Reforma ministerial será
"guinada", afirma Pimenta
MARTA SALOMON
da Sucursal de Brasília
O presidente Fernando Henrique Cardoso prepara uma guinada
no governo. Vai se livrar da ""ditadura dos três quintos", que atrela o
Planalto -e a escolha do ministério- ao apoio de três quintos dos
votos do Congresso, afirmou, anteontem, o ministro das Comunicações e articulador político do governo, Pimenta da Veiga (PSDB).
A conquista dos votos necessários à aprovação de emendas constitucionais (318 dos 513 deputados
e 49 dos 81 senadores, os três quintos citados) tem limitado a ação do
governo, afirma. ""Isso dá ao presidente a liberdade que ele precisa
para ter o melhor governo", disse
sobre a mudança, sem se referir diretamente à reforma ministerial
esperada para ainda este mês.
Após os seis primeiros e conturbados meses do segundo mandato,
em que FHC teve de agir ""com extremo cuidado" por conta das
ameaças ao Plano Real e dos sinais
de crise política, Pimenta da Veiga
diz que as circunstâncias mudaram. Leia, a seguir, a entrevista.
Folha - Está aberto o caminho para uma reforma ministerial?

________________________

Tarefas
- a) Pode citar na íntegra o trecho sobre a reforma ministerial, sem mudar uma palavra sequer?
- b) Pode pôr numa tabela Markdown, com as colunas "Número" e "Texto da linha", a parte das entradas que vai da primeira linha até a linha que contém "912 421 L 916", com as duas pontas incluídas e sem as linhas em branco?
O trecho e as entradas são materiais independentes um do outro.

________________________

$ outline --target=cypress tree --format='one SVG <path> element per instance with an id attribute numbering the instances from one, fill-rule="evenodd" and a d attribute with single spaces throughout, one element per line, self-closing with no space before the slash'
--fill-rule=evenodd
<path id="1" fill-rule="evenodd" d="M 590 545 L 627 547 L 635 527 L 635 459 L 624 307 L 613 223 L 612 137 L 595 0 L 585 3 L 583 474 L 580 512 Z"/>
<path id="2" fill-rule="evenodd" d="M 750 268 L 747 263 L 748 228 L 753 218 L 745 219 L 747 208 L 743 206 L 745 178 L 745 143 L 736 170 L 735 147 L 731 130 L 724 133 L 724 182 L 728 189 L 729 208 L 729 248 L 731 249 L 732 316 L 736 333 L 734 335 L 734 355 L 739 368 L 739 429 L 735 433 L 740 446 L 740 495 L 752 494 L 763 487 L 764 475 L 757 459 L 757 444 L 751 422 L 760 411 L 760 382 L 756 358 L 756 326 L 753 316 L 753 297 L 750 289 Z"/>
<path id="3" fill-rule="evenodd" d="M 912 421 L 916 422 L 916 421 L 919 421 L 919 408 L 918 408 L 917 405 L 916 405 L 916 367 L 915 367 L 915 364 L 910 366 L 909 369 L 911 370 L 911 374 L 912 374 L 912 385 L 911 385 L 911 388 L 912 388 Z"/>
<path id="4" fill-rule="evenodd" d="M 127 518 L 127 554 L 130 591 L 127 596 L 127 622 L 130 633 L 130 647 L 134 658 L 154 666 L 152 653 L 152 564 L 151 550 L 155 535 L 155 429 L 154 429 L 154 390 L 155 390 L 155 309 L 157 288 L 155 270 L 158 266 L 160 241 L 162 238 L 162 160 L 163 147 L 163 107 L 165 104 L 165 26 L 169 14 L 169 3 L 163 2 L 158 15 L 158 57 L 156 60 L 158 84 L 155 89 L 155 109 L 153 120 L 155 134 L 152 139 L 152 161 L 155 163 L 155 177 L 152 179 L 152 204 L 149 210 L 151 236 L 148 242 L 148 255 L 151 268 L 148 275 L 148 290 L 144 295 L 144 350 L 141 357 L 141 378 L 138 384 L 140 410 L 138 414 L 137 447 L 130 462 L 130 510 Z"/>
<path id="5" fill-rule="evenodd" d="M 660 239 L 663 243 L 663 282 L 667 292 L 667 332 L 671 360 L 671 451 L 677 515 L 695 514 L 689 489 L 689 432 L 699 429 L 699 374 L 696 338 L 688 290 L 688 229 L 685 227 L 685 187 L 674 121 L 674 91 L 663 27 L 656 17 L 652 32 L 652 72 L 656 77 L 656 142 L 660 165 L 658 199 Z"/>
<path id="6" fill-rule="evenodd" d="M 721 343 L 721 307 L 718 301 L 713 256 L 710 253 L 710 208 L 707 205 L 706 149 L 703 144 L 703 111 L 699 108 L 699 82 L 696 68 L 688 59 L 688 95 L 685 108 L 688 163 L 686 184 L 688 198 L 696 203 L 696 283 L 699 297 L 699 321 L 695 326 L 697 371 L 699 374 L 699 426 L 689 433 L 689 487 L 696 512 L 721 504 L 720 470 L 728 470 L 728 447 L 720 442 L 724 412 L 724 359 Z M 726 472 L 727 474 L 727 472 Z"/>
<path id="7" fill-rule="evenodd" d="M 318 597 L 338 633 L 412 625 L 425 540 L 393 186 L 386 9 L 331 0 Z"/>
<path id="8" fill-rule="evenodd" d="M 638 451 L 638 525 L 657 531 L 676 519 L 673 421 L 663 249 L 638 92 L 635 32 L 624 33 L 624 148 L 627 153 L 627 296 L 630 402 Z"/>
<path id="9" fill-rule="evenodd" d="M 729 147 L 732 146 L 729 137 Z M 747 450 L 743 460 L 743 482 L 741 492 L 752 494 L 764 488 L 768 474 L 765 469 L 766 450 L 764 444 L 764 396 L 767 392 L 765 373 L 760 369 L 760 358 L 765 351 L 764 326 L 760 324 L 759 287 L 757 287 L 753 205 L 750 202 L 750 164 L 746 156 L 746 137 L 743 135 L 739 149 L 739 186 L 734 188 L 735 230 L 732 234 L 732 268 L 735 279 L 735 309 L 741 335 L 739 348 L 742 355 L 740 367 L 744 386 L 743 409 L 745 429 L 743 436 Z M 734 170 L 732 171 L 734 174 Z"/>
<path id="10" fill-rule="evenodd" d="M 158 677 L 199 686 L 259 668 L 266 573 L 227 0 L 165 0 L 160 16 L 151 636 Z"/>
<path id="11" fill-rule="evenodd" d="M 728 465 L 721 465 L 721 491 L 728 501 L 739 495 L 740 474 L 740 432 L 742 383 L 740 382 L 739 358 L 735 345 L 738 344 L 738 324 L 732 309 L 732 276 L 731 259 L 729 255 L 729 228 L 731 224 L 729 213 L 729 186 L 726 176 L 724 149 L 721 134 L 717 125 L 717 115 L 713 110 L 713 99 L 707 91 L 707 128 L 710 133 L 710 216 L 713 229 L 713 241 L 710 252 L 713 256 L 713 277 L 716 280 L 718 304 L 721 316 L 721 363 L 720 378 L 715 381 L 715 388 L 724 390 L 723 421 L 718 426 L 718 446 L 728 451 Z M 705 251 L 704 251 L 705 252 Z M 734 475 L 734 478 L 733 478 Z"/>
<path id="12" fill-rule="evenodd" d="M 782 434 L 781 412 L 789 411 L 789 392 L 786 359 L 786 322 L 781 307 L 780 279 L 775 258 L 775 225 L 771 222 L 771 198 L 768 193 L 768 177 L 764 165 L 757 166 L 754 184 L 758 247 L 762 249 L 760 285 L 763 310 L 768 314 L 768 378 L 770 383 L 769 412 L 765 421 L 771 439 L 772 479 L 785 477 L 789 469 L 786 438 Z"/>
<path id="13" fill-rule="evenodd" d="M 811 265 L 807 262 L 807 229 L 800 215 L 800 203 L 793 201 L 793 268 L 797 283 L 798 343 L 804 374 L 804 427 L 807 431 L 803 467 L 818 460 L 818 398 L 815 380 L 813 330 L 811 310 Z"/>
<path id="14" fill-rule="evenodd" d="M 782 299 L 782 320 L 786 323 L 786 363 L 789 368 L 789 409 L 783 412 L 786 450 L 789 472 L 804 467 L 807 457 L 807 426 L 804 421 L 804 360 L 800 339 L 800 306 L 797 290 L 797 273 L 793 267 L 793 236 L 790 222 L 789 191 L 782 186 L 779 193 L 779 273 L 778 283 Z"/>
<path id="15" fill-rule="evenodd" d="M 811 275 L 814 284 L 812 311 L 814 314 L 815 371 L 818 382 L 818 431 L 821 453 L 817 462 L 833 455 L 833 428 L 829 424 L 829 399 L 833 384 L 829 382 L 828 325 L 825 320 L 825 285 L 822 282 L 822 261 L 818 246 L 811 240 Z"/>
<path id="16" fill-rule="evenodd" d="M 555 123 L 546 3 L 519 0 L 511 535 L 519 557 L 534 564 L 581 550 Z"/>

________________________

Respostas
- a)
Reforma ministerial será
"guinada", afirma Pimenta
MARTA SALOMON
da Sucursal de Brasília
O presidente Fernando Henrique Cardoso prepara uma guinada
no governo. Vai se livrar da ""ditadura dos três quintos", que atrela o
Planalto -e a escolha do ministério- ao apoio de três quintos dos
votos do Congresso, afirmou, anteontem, o ministro das Comunicações e articulador político do governo, Pimenta da Veiga (PSDB).
A conquista dos votos necessários à aprovação de emendas constitucionais (318 dos 513 deputados
e 49 dos 81 senadores, os três quintos citados) tem limitado a ação do
governo, afirma. ""Isso dá ao presidente a liberdade que ele precisa
para ter o melhor governo", disse
sobre a mudança, sem se referir diretamente à reforma ministerial
esperada para ainda este mês.
Após os seis primeiros e conturbados meses do segundo mandato,
em que FHC teve de agir ""com extremo cuidado" por conta das
ameaças ao Plano Real e dos sinais
de crise política, Pimenta da Veiga
diz que as circunstâncias mudaram. Leia, a seguir, a entrevista.
Folha - Está aberto o caminho para uma reforma ministerial?

- b)
| Número | Texto da linha |
|---|---|
| 1 | $ outline --target=cypress tree --format='one SVG <path> element per instance with an id attribute numbering the instances from one, fill-rule="evenodd" and a d attribute with single spaces throughout, one element per line, self-closing with no space before the slash' |
| 2 | --fill-rule=evenodd |
| 3 | <path id="1" fill-rule="evenodd" d="M 590 545 L 627 547 L 635 527 L 635 459 L 624 307 L 613 223 L 612 137 L 595 0 L 585 3 L 583 474 L 580 512 Z"/> |
| 4 | <path id="2" fill-rule="evenodd" d="M 750 268 L 747 263 L 748 228 L 753 218 L 745 219 L 747 208 L 743 206 L 745 178 L 745 143 L 736 170 L 735 147 L 731 130 L 724 133 L 724 182 L 728 189 L 729 208 L 729 248 L 731 249 L 732 316 L 736 333 L 734 335 L 734 355 L 739 368 L 739 429 L 735 433 L 740 446 L 740 495 L 752 494 L 763 487 L 764 475 L 757 459 L 757 444 L 751 422 L 760 411 L 760 382 L 756 358 L 756 326 L 753 316 L 753 297 L 750 289 Z"/> |
| 5 | <path id="3" fill-rule="evenodd" d="M 912 421 L 916 422 L 916 421 L 919 421 L 919 408 L 918 408 L 917 405 L 916 405 L 916 367 L 915 367 L 915 364 L 910 366 L 909 369 L 911 370 L 911 374 L 912 374 L 912 385 L 911 385 L 911 388 L 912 388 Z"/> |